** AUFGABEN **
**1.** An welchem Tag ist die Änderung der Anlageverordnung laut dem Beitrag zur Anlageverordnung in Kraft getreten?
**2.** Prüfe anhand des Beitrags zur Anlageverordnung, ob diese Aussagen stimmen. Antworte jeweils mit Ja oder Nein und zitiere die entscheidenden Worte wörtlich.
(a) Die aktuelle Anlageverordnung wurde erstmals 2016 vom Bundesfinanzministerium erlassen.
(b) Seit 2016 gilt die Anlageverordnung für das gebundene Vermögen aller Versicherungsunternehmen.
(c) Für Sterbekassen ist § 232 VAG genannt.
**3.** Nimm den Faden des Beitrags zur Anlageverordnung nach der Aufzählung am Ende auf und schreib ihn weiter.

März 2025 Blog

Änderung der Anlageverordnung: Erhöhung der Infrastrukturquote und mehr Flexibilität für Pensionskassen, kleine Versicherungsunternehmen und Versorgungswerke

Überraschend hat das Bundesfinanzministerium noch vor neuen Regierungsbildung eine seit längerem geplante Änderung der Anlageverordnung umgesetzt, die am 7. Februar 2025 in Kraft getreten sind. Sie ermöglichen Investoren, die von der Anlageverordnung betroffen sind, mehr Investitionen in Infrastruktur und geben insgesamt mehr Flexibilität.

Bedeutung der Anlageverordnung

Die aktuelle Anlageverordnung (AnlV) – kurz für „Verordnung über die Anlage des Sicherungsvermögens von Pensionskassen, Sterbekassen und kleinen Versicherungsunternehmen“ – wurde erstmals im Jahr 2016 vom Bundesministerium der Finanzen (BMF) aufgrund der Ermächtigung im Versicherungsaufsichtsgesetz (VAG) erlassen. Sie enthält Regeln, die Unternehmen im Geltungsbereich der Verordnung bei der Anlage ihrer Sicherungsvermögen befolgen müssen.

Die frühere Anlageverordnung aus dem Jahr 2001 galt zunächst für Anlagen des gebundenen Vermögens aller Versicherungsunternehmen. Um die Regeln der „Solvency II“-Richtlinie in deutsches Recht umzusetzen, wurden das VAG und die AnlV im Jahr 2016 in überarbeiteter Form neu erlassen. Seitdem gilt die Anlageverordnung nur für Anlagen des Sicherungsvermögens von:

  • kleinen Versicherungsunternehmen (§ 211 VAG),
  • Sterbekassen (§ 218 VAG) und
  • Pensionskassen (§ 232 VAG).

** DATENSATZ **
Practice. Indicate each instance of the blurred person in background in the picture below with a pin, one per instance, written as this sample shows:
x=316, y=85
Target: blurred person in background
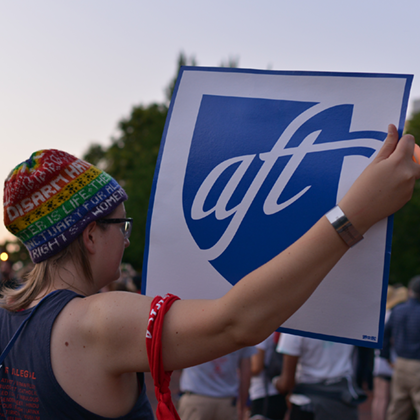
x=382, y=370
x=266, y=402
x=320, y=377
x=402, y=331
x=217, y=389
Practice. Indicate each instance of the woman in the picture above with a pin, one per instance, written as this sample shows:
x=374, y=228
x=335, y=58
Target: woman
x=79, y=355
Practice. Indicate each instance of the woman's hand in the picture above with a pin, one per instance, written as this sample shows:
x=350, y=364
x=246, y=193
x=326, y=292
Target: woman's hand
x=385, y=185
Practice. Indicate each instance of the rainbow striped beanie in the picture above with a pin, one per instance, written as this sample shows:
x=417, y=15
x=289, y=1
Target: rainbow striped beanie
x=50, y=198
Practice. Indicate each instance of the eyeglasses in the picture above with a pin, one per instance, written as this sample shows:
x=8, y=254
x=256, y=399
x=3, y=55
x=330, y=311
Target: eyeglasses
x=126, y=227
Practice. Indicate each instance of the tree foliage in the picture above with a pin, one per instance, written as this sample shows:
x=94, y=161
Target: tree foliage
x=131, y=160
x=405, y=257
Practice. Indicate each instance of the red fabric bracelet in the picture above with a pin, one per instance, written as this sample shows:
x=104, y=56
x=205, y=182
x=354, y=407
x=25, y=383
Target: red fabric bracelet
x=165, y=409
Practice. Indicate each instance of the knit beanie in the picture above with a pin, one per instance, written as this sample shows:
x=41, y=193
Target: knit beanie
x=50, y=198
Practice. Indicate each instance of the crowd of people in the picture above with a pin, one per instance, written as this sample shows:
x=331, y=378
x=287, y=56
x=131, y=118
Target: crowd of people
x=319, y=380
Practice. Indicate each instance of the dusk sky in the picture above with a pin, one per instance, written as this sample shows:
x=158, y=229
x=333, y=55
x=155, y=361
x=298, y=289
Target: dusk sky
x=71, y=70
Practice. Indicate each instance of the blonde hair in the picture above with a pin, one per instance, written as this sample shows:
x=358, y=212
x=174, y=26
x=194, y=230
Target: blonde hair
x=42, y=275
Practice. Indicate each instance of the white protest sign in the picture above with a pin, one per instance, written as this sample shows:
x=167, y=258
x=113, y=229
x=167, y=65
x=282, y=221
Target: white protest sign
x=249, y=161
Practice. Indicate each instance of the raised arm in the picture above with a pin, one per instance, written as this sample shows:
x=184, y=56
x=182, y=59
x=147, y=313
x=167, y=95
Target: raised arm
x=200, y=330
x=196, y=331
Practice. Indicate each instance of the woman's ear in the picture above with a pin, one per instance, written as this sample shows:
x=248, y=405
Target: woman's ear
x=90, y=238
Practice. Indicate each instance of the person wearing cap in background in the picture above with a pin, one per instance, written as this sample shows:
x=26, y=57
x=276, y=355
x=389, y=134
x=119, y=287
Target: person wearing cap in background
x=402, y=331
x=80, y=353
x=382, y=369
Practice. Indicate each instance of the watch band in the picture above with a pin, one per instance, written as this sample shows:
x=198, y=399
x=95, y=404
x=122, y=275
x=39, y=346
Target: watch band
x=343, y=226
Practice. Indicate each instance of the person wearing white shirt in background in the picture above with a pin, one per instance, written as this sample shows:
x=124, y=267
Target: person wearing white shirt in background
x=318, y=374
x=266, y=402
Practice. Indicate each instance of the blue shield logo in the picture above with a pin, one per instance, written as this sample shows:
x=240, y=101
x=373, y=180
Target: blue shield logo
x=261, y=172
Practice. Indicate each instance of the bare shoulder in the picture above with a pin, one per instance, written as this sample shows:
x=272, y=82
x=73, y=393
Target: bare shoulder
x=109, y=327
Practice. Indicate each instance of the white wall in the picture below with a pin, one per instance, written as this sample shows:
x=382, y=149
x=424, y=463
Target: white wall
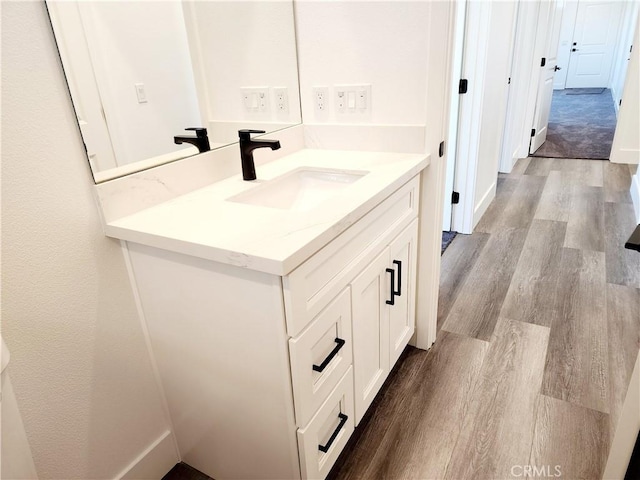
x=626, y=141
x=384, y=44
x=142, y=42
x=80, y=368
x=255, y=40
x=623, y=53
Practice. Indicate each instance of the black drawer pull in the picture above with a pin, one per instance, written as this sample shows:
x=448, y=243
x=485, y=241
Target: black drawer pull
x=334, y=352
x=399, y=264
x=343, y=420
x=393, y=287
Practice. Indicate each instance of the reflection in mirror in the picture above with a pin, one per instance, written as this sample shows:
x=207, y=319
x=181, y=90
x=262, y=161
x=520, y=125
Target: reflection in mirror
x=141, y=72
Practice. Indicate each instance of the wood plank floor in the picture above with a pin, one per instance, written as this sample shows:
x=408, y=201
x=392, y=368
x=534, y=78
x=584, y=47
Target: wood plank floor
x=539, y=328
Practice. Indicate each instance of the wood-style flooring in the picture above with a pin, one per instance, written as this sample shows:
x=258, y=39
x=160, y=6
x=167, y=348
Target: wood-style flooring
x=539, y=328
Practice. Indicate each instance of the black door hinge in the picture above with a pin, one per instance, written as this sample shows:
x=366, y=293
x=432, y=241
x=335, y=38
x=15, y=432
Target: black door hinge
x=463, y=86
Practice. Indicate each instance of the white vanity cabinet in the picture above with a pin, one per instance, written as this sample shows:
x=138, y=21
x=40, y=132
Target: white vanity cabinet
x=267, y=376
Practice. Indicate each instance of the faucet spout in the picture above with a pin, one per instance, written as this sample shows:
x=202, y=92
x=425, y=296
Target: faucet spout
x=247, y=146
x=201, y=140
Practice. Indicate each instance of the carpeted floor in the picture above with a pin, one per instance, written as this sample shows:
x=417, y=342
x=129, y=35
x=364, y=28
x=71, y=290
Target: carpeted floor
x=581, y=125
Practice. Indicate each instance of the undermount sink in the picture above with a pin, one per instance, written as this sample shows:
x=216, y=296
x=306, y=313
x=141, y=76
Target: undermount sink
x=300, y=189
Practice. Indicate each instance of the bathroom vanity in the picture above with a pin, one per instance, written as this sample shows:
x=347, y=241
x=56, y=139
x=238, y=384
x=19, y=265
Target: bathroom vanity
x=275, y=309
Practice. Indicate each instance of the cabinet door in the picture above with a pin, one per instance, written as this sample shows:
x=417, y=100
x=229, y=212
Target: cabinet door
x=370, y=316
x=403, y=253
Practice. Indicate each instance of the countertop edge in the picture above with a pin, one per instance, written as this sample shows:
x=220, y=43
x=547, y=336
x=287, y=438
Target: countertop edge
x=273, y=266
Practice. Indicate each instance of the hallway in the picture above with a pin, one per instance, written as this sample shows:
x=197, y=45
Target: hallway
x=538, y=320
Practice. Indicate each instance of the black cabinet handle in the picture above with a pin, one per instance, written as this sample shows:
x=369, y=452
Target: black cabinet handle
x=334, y=352
x=393, y=287
x=343, y=419
x=399, y=264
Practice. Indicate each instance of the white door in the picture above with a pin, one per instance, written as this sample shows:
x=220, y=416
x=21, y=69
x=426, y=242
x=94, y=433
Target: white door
x=549, y=22
x=454, y=109
x=594, y=43
x=370, y=315
x=402, y=315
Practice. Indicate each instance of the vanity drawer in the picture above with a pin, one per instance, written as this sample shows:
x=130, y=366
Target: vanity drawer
x=320, y=356
x=311, y=286
x=328, y=430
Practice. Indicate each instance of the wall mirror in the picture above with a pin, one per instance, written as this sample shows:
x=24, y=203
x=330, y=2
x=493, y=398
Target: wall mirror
x=140, y=72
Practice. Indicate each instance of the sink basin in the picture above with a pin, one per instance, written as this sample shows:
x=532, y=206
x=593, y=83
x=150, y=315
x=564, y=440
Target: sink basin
x=300, y=189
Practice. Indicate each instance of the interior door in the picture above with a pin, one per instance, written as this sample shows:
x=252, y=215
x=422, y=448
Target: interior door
x=594, y=42
x=549, y=22
x=454, y=109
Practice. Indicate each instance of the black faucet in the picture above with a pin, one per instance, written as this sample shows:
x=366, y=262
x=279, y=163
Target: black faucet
x=200, y=140
x=247, y=146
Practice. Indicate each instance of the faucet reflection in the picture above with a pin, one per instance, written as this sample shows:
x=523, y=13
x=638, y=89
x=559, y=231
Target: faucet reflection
x=201, y=140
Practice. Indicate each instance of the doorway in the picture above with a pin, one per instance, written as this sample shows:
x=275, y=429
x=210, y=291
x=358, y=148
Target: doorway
x=592, y=59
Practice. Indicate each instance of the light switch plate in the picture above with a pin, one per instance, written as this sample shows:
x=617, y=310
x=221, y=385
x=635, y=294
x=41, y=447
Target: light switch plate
x=255, y=99
x=353, y=102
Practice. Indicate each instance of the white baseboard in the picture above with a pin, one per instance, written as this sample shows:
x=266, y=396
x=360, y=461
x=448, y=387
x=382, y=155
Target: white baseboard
x=635, y=194
x=155, y=462
x=366, y=137
x=624, y=155
x=483, y=204
x=627, y=429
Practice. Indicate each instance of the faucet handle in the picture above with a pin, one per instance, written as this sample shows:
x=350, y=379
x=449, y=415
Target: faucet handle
x=246, y=134
x=200, y=131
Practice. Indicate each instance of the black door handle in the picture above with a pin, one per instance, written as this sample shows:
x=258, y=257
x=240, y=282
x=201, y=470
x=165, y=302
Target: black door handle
x=334, y=352
x=393, y=287
x=325, y=448
x=399, y=291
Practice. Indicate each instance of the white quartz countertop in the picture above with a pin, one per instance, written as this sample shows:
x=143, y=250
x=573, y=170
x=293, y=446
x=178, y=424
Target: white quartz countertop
x=203, y=223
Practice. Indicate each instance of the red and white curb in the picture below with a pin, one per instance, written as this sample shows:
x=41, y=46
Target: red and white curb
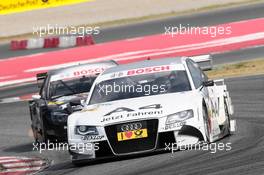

** LÖSUNGEN **
**1.** Am 7. Februar 2025.

**2.**
(a) Ja: „wurde erstmals im Jahr 2016 vom Bundesministerium der Finanzen (BMF) aufgrund der Ermächtigung im Versicherungsaufsichtsgesetz (VAG) erlassen“
(b) Nein: „Seitdem gilt die Anlageverordnung nur für Anlagen des Sicherungsvermögens von:“
(c) Nein: „Sterbekassen (§ 218 VAG)“

**3.**
Darüber hinaus müssen die meisten auf Landesrecht basierenden Versorgungseinrichtungen die Regeln der Anlageverordnung einhalten. Versicherer, die den Solvency II-Regeln unterliegen, fallen dagegen nicht in den Geltungsbereich.

Die Anlageverordnung enthält eine Liste zulässiger Anlagen (§ 2 AnlV). In der Vergangenheit wurden Infrastrukturinvestitionen in der Liste nicht ausdrücklich genannt. Sie bezog sich nur allgemein auf Anteile an bestimmten Arten von inländischen alternativen Investmentfonds (AIF), die von einer deutschen oder EU-regulierten Kapitalverwaltungsgesellschaft (KVG) verwaltet werden, oder vergleichbare AIF aus anderen EWR- oder OECD-Ländern (§ 2 (1) Nr. 13 b) AnlV). Dabei fehlte bisher sogar ein Verweis auf AIF, die in Infrastrukturprojektgesellschaften investieren.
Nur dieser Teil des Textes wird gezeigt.